Kutipan Terpilih:
<<<<

Baca Selengkapnya: Cara Membuat Marquee (Tulisan Berjalan) Pada Address Bar http://bisikan.com/cara-membuat-marquee-tulisan-berjalan-pada-address-bar#ixzz36o6dOwY5

Pages

Diberdayakan oleh Blogger.

Selasa, 11 Maret 2014

Teori-Teori Sosiologi Makro dan Mikro



TEORI-TEORI SOSIOLOGI MAKRO DAN MIKRO
By: A. Bahrul Ulum

Salah satu pendekatan dalam sosiologi adalah pembahasan mengenai teori-teori sosiologi itu sendiri. Teori dapat digunakan sebagai alat analisis terhadap fenomena-fenomena sosial. Jadi, teori bukanlah tujuan dari sebuah proses analisa sosial.

>>>>

Entri Tersimpan

<<<<

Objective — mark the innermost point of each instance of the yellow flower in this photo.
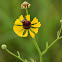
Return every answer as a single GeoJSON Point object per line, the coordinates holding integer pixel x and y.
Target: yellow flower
{"type": "Point", "coordinates": [23, 25]}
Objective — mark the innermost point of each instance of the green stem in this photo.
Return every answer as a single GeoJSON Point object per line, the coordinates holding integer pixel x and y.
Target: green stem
{"type": "Point", "coordinates": [38, 49]}
{"type": "Point", "coordinates": [50, 45]}
{"type": "Point", "coordinates": [26, 11]}
{"type": "Point", "coordinates": [14, 55]}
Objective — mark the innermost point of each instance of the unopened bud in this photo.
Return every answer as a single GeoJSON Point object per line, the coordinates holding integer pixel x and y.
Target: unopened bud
{"type": "Point", "coordinates": [25, 5]}
{"type": "Point", "coordinates": [3, 46]}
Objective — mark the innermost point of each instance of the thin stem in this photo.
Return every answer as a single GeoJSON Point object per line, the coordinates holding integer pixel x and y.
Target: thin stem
{"type": "Point", "coordinates": [38, 49]}
{"type": "Point", "coordinates": [14, 55]}
{"type": "Point", "coordinates": [50, 45]}
{"type": "Point", "coordinates": [26, 11]}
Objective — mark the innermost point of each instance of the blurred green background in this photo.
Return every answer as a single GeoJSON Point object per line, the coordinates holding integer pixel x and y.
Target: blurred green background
{"type": "Point", "coordinates": [49, 13]}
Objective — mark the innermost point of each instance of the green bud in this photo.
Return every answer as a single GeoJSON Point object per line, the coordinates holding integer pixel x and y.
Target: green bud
{"type": "Point", "coordinates": [25, 5]}
{"type": "Point", "coordinates": [3, 46]}
{"type": "Point", "coordinates": [61, 21]}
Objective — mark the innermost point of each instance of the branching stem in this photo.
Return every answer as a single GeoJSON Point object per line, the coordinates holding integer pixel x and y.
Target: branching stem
{"type": "Point", "coordinates": [14, 55]}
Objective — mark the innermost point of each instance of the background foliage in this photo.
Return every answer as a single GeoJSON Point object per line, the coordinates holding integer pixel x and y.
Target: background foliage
{"type": "Point", "coordinates": [49, 13]}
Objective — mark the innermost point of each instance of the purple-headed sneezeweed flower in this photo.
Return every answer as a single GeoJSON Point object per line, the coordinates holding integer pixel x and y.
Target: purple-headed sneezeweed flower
{"type": "Point", "coordinates": [23, 25]}
{"type": "Point", "coordinates": [25, 5]}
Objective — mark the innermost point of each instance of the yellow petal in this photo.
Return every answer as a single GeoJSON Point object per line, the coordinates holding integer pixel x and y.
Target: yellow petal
{"type": "Point", "coordinates": [35, 30]}
{"type": "Point", "coordinates": [21, 18]}
{"type": "Point", "coordinates": [17, 28]}
{"type": "Point", "coordinates": [32, 34]}
{"type": "Point", "coordinates": [18, 22]}
{"type": "Point", "coordinates": [26, 34]}
{"type": "Point", "coordinates": [35, 20]}
{"type": "Point", "coordinates": [36, 25]}
{"type": "Point", "coordinates": [28, 17]}
{"type": "Point", "coordinates": [20, 33]}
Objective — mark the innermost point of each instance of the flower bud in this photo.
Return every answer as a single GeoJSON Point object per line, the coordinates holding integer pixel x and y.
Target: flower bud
{"type": "Point", "coordinates": [25, 5]}
{"type": "Point", "coordinates": [3, 46]}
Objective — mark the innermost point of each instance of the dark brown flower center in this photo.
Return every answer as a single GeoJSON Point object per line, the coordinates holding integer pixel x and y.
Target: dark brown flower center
{"type": "Point", "coordinates": [26, 24]}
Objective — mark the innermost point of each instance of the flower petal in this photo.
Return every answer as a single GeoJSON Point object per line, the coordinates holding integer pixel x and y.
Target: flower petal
{"type": "Point", "coordinates": [20, 33]}
{"type": "Point", "coordinates": [18, 22]}
{"type": "Point", "coordinates": [35, 30]}
{"type": "Point", "coordinates": [21, 18]}
{"type": "Point", "coordinates": [26, 34]}
{"type": "Point", "coordinates": [28, 17]}
{"type": "Point", "coordinates": [32, 34]}
{"type": "Point", "coordinates": [35, 20]}
{"type": "Point", "coordinates": [36, 25]}
{"type": "Point", "coordinates": [17, 28]}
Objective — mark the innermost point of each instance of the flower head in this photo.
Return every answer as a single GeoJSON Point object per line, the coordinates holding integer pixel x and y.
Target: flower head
{"type": "Point", "coordinates": [3, 46]}
{"type": "Point", "coordinates": [25, 5]}
{"type": "Point", "coordinates": [23, 25]}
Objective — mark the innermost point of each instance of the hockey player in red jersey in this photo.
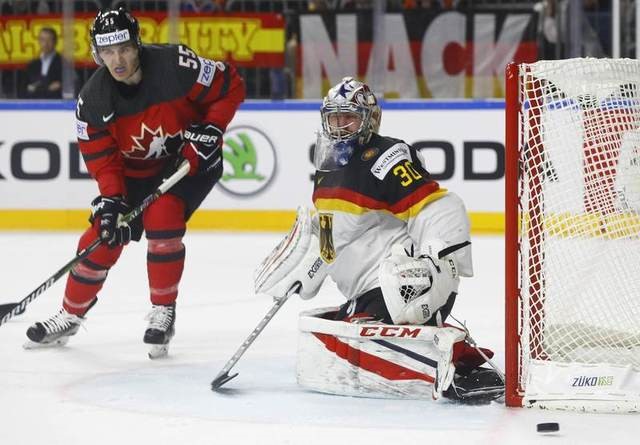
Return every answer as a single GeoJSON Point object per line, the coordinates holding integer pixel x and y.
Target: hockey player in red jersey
{"type": "Point", "coordinates": [145, 110]}
{"type": "Point", "coordinates": [396, 244]}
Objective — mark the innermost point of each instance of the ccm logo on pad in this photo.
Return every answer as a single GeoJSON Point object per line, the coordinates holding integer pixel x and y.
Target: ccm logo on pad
{"type": "Point", "coordinates": [202, 138]}
{"type": "Point", "coordinates": [389, 331]}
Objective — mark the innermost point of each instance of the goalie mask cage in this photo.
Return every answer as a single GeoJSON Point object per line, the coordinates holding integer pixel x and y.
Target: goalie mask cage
{"type": "Point", "coordinates": [573, 234]}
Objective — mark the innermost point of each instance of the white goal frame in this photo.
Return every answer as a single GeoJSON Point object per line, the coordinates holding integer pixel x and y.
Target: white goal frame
{"type": "Point", "coordinates": [535, 374]}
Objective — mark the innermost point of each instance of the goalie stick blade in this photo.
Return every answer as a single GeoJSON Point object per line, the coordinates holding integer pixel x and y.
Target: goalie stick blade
{"type": "Point", "coordinates": [221, 380]}
{"type": "Point", "coordinates": [8, 307]}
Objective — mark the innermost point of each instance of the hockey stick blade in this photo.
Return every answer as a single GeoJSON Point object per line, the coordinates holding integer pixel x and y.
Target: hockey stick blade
{"type": "Point", "coordinates": [223, 376]}
{"type": "Point", "coordinates": [221, 380]}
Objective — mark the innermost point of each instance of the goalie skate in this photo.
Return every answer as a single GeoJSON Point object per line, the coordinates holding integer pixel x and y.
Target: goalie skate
{"type": "Point", "coordinates": [161, 330]}
{"type": "Point", "coordinates": [480, 386]}
{"type": "Point", "coordinates": [53, 332]}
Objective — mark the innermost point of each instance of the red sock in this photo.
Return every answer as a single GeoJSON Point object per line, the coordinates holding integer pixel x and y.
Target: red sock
{"type": "Point", "coordinates": [87, 277]}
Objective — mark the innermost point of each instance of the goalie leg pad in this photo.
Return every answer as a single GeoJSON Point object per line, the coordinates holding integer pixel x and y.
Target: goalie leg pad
{"type": "Point", "coordinates": [295, 259]}
{"type": "Point", "coordinates": [370, 359]}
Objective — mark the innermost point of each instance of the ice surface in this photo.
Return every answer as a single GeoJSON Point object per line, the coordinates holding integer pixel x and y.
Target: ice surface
{"type": "Point", "coordinates": [102, 389]}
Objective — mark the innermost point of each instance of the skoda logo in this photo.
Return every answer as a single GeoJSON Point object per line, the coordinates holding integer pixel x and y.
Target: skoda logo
{"type": "Point", "coordinates": [249, 161]}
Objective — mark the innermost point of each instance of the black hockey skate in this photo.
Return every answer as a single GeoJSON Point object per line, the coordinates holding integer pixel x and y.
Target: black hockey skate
{"type": "Point", "coordinates": [53, 332]}
{"type": "Point", "coordinates": [480, 386]}
{"type": "Point", "coordinates": [160, 330]}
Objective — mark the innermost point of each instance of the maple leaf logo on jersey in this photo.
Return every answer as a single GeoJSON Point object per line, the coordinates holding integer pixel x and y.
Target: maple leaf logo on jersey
{"type": "Point", "coordinates": [154, 144]}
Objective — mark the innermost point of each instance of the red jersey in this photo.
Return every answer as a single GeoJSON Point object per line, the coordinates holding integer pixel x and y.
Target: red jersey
{"type": "Point", "coordinates": [135, 130]}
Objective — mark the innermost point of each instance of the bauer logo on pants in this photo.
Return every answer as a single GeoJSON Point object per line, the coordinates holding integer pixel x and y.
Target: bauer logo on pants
{"type": "Point", "coordinates": [249, 161]}
{"type": "Point", "coordinates": [327, 250]}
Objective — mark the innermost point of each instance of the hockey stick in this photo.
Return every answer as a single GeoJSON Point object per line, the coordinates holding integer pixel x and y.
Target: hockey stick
{"type": "Point", "coordinates": [223, 376]}
{"type": "Point", "coordinates": [8, 310]}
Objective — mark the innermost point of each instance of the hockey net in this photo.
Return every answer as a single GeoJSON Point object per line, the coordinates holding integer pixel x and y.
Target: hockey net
{"type": "Point", "coordinates": [573, 234]}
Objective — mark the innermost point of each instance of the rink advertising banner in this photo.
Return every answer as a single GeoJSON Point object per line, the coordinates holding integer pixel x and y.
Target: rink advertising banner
{"type": "Point", "coordinates": [415, 53]}
{"type": "Point", "coordinates": [246, 39]}
{"type": "Point", "coordinates": [268, 169]}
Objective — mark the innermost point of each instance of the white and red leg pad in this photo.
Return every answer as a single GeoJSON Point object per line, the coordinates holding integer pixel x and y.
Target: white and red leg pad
{"type": "Point", "coordinates": [372, 359]}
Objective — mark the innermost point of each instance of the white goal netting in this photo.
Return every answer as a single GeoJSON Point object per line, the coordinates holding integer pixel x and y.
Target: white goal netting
{"type": "Point", "coordinates": [579, 226]}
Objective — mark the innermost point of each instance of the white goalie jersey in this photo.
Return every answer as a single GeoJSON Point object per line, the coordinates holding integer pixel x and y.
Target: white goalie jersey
{"type": "Point", "coordinates": [384, 197]}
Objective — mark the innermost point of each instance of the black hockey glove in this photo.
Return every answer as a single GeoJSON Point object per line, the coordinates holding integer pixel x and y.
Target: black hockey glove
{"type": "Point", "coordinates": [110, 210]}
{"type": "Point", "coordinates": [203, 148]}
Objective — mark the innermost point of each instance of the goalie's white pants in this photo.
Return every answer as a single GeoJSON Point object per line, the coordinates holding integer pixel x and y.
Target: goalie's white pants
{"type": "Point", "coordinates": [371, 360]}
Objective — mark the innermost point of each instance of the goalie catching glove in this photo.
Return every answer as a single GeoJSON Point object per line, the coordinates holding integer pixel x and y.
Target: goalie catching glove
{"type": "Point", "coordinates": [203, 148]}
{"type": "Point", "coordinates": [295, 260]}
{"type": "Point", "coordinates": [414, 288]}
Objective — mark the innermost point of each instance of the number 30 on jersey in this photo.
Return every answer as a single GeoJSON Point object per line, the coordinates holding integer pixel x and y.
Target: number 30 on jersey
{"type": "Point", "coordinates": [407, 173]}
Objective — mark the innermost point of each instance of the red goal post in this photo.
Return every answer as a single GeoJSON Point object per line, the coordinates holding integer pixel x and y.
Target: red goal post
{"type": "Point", "coordinates": [572, 241]}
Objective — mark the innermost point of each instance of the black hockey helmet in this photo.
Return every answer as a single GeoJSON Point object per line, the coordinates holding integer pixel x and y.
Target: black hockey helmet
{"type": "Point", "coordinates": [111, 27]}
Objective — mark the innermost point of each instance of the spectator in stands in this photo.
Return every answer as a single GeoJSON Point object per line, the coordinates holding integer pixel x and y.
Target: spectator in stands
{"type": "Point", "coordinates": [199, 6]}
{"type": "Point", "coordinates": [43, 76]}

>>>>

Ketentuan Tugas 1:
Ketik ulang bagian kutipan tentang teori sosiologi dari "Diberdayakan oleh Blogger." sampai "proses analisa sosial." tanpa mengubah satu kata pun.
Ketentuan Tugas 2:
Tuliskan lanjutan kutipan tentang teori sosiologi, dimulai setelah kalimat terakhir yang tercantum.
Item-item tersebut tidak berkaitan dengan kutipan tentang teori sosiologi.

Jawaban Tugas 1:
Diberdayakan oleh Blogger.

Selasa, 11 Maret 2014

Teori-Teori Sosiologi Makro dan Mikro



TEORI-TEORI SOSIOLOGI MAKRO DAN MIKRO
By: A. Bahrul Ulum

Salah satu pendekatan dalam sosiologi adalah pembahasan mengenai teori-teori sosiologi itu sendiri. Teori dapat digunakan sebagai alat analisis terhadap fenomena-fenomena sosial. Jadi, teori bukanlah tujuan dari sebuah proses analisa sosial.

Jawaban Tugas 2:
 Dalam pembahasan ini kita hanya akan membahas mengenai 4 teori saja, yaitu 2 teori sosiologi makro, dan 2 teori sosiologi mikro. Pada pembahasan teori sosiologi makro akan dibahas mengenai teori interaksionisme simbolik, dan teori pertukaran. Dan pada pembahasan sosiologi mikro, akan dibahas teori struktural fungsional, dan struktural konflik. Jika yang ingin kita lakukan adalah menganalisis pada tataran yang luas maka baiknya kita mendahulukan penggunaan teori sosiologi makro, dan jika kita menganalisis pada tataran individu, maka baiknya kita mendahulukan penggunaan teori sosiologi mikro. Berikut penjelasannya:
A.  Teori Struktural Fungsional
Teori struktural fungsional ini akan menjelaskan mengenai bagaimana berfungsinya suatu struktur. Tidak dapat dipungkiri lagi bahwasannya setiap struktur (seperti persahabatan, organisasi, dll) akan tetap ada sepanjang ia memiliki fungsi.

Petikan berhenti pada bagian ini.